[任务说明] 请将下列全部条目中的“thickest”一律改为“widest”，其余文字保持不变，并完整重写这些条目，答案中不列出图片。

[数据集中的条目]
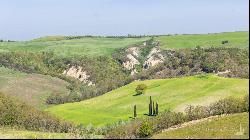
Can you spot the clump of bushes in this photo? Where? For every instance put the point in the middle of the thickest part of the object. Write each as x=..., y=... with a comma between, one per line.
x=145, y=129
x=140, y=89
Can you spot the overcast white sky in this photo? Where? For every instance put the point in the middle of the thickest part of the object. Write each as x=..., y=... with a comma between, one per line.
x=27, y=19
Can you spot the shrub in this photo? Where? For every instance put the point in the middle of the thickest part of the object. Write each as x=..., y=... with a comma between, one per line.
x=140, y=89
x=145, y=129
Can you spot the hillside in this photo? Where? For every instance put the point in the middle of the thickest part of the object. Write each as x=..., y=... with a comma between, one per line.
x=31, y=88
x=88, y=46
x=8, y=133
x=222, y=127
x=235, y=39
x=174, y=94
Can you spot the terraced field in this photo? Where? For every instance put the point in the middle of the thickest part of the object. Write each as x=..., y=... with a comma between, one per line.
x=235, y=39
x=235, y=126
x=171, y=94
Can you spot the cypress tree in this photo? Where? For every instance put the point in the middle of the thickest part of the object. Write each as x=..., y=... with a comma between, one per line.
x=135, y=114
x=150, y=107
x=153, y=109
x=156, y=109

[练习答案]
Can you spot the clump of bushes in this photo? Where? For every instance put the point in the middle of the widest part of the object. Write each as x=..., y=... with a comma between, one per line.
x=145, y=129
x=140, y=89
Can you spot the overcast white sky in this photo? Where? For every instance put the point in the middle of the widest part of the object. Write each as x=..., y=... with a comma between, one per line.
x=27, y=19
Can you spot the shrub in this photo? Where? For every instance put the point in the middle of the widest part of the object. Write each as x=..., y=... with a comma between, one per line.
x=140, y=89
x=145, y=129
Can you spot the hillside in this photo? Where? For every instance put the point in the middle of the widest part of the object. Write each as x=..., y=... with a comma between, one per line.
x=31, y=88
x=88, y=46
x=8, y=133
x=222, y=127
x=235, y=39
x=174, y=94
Can you spot the terraced field in this photo? Where? For every instance put the point in the middle of the widest part of the object. Write each as x=..., y=... with a comma between, one per line.
x=235, y=39
x=235, y=126
x=171, y=94
Can you spot the cypress tree in this photo? Where? For every instance put the point in the middle of the widest part of the object. Write each as x=..., y=... with a comma between, one per line.
x=135, y=114
x=150, y=107
x=153, y=109
x=156, y=109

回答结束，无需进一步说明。